** start of Exercise inputs **

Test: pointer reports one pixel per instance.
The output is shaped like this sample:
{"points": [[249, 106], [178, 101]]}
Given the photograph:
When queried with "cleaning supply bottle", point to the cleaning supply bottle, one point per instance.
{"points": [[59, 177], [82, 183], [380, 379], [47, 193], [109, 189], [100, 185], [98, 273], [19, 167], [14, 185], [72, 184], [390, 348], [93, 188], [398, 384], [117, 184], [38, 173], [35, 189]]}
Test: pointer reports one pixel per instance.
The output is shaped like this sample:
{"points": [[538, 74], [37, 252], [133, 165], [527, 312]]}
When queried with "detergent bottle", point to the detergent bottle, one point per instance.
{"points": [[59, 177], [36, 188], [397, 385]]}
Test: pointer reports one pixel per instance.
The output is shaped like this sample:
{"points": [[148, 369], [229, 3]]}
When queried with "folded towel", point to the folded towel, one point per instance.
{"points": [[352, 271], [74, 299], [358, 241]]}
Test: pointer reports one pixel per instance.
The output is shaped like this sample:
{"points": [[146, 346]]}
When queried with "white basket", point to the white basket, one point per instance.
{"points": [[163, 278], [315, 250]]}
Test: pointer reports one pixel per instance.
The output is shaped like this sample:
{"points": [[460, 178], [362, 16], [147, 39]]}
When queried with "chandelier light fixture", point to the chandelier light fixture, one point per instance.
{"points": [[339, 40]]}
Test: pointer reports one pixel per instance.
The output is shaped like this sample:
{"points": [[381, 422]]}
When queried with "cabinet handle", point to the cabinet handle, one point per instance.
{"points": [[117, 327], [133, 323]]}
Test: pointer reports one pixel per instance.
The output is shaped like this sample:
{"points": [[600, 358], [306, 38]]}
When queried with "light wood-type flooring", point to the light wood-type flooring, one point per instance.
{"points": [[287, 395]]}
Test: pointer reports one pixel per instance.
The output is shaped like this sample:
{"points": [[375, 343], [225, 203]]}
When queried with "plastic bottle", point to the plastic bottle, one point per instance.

** end of Exercise inputs **

■ Stated problem ■
Return every line of the data above that contains the word "bottle", matching case exactly.

■ Complete response ■
When queried with "cleaning supply bottle", point to the cleaning supply bottle, one point per instance.
When queried with "detergent bottle", point to the detergent bottle, one point per instance.
When queried with "plastic bottle", point to the plastic bottle, one point per instance.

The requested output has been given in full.